§ **Your goal**: Copy the data from the start through the line that contains "[(1187, 220), (65, 115), (598, 561)]", replacing "bare twig" with "dry twig" and keeping everything else unchanged.

§ **Given entries**:
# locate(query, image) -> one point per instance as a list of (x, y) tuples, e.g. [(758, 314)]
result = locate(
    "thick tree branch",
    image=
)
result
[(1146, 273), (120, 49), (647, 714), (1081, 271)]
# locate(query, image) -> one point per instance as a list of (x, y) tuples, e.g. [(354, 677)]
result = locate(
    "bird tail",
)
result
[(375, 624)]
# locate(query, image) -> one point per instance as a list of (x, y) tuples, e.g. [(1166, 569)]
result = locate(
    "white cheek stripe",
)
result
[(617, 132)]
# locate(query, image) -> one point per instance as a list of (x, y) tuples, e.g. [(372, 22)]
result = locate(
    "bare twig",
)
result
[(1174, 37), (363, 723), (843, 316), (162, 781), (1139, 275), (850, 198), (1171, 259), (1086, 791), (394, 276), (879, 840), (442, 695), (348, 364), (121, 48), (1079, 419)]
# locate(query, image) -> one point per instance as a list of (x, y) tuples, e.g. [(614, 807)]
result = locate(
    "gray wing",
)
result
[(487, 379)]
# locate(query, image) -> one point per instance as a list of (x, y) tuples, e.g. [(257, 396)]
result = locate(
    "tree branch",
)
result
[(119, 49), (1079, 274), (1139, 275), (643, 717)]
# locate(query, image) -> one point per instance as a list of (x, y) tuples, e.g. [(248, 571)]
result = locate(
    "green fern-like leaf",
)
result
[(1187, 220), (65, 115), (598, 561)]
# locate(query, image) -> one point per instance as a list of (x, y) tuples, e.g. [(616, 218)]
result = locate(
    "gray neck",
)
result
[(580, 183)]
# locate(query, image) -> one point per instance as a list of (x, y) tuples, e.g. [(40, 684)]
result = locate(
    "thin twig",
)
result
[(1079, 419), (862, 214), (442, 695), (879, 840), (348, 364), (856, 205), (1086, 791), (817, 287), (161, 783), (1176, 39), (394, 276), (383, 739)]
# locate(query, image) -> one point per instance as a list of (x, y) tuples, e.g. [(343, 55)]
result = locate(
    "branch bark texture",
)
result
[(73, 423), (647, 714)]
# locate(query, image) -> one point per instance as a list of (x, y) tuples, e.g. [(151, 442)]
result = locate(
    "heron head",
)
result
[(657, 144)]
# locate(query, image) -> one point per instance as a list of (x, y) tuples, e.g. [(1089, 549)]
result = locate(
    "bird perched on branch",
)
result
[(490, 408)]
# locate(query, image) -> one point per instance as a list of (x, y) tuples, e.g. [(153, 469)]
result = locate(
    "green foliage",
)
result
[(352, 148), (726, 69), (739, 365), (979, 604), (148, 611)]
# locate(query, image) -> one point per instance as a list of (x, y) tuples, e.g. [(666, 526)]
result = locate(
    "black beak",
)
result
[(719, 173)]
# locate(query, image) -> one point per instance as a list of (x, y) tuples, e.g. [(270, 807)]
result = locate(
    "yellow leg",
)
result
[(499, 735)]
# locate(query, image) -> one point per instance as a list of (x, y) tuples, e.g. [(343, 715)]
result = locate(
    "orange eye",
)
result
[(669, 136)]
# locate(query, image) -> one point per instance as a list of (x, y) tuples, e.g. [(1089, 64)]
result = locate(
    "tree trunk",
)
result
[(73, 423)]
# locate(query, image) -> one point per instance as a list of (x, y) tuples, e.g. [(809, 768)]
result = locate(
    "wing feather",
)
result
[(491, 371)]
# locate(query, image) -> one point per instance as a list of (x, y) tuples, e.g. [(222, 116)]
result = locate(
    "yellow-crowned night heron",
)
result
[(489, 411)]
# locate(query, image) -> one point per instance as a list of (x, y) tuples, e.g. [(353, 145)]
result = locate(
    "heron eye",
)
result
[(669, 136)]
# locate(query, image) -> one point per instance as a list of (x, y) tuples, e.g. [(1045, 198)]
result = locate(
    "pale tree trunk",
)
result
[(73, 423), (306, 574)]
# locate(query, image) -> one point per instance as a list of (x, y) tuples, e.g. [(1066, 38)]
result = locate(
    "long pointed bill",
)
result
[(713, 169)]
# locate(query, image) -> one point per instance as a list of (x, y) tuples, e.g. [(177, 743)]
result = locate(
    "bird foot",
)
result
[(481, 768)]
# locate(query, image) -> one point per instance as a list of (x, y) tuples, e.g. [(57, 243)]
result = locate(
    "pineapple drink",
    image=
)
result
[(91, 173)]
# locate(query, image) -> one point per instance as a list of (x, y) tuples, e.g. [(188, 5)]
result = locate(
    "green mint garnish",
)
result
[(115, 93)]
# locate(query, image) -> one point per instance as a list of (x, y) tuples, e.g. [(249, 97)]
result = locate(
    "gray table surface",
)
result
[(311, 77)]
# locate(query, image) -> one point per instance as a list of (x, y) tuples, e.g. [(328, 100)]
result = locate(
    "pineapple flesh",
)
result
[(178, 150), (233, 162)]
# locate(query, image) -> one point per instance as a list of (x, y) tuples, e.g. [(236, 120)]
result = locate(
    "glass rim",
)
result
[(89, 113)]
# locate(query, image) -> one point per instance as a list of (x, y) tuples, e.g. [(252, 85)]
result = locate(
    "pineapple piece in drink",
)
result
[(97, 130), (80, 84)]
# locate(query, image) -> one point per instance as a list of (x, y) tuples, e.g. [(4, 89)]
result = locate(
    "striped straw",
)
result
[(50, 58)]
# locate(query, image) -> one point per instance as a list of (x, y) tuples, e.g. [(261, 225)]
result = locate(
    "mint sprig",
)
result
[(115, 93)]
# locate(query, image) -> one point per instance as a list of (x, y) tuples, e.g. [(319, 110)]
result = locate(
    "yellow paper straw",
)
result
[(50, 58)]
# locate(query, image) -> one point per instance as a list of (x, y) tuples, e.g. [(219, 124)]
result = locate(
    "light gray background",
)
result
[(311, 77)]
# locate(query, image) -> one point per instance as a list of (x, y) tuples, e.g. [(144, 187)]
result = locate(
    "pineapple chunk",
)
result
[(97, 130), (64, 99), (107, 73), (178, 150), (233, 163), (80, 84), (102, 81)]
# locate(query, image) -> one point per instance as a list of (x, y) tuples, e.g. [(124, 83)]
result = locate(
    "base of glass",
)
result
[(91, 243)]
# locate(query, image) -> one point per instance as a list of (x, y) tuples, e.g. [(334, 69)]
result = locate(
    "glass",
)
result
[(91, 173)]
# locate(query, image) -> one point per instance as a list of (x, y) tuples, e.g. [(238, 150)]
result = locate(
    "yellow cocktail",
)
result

§ **Reply**:
# locate(query, image) -> one point per instance as a list of (x, y) tuples, e.g. [(758, 314)]
result = locate(
    "thick tree branch",
    image=
)
result
[(1146, 273), (120, 49), (647, 714), (1081, 271)]
# locate(query, image) -> one point per instance as a list of (x, y) tuples, e.g. [(354, 677)]
result = locate(
    "bird tail",
)
result
[(375, 624)]
# locate(query, image) -> one point per instance as a list of (x, y) tuples, e.g. [(1166, 569)]
result = locate(
    "white cheek stripe",
)
result
[(617, 132)]
# locate(query, image) -> one point per instance as a list of (x, y) tuples, e.g. [(372, 22)]
result = locate(
    "dry twig",
)
result
[(1174, 37), (363, 723), (843, 316), (162, 781), (1139, 275), (850, 198), (1171, 259), (1086, 791), (394, 276), (879, 840), (442, 695), (348, 364), (121, 48), (1079, 419)]
# locate(query, image) -> one point per instance as a list of (x, y) tuples, e.g. [(614, 807)]
result = locate(
    "gray wing",
)
result
[(487, 379)]
# locate(query, image) -> one point per instance as a list of (x, y) tuples, e.g. [(257, 396)]
result = locate(
    "tree branch",
)
result
[(119, 49), (1079, 274), (1139, 275), (643, 717)]
# locate(query, image) -> one point per instance as a list of (x, y) tuples, e.g. [(248, 571)]
result = locate(
    "green fern-like leaf",
)
result
[(1187, 220), (65, 115), (598, 561)]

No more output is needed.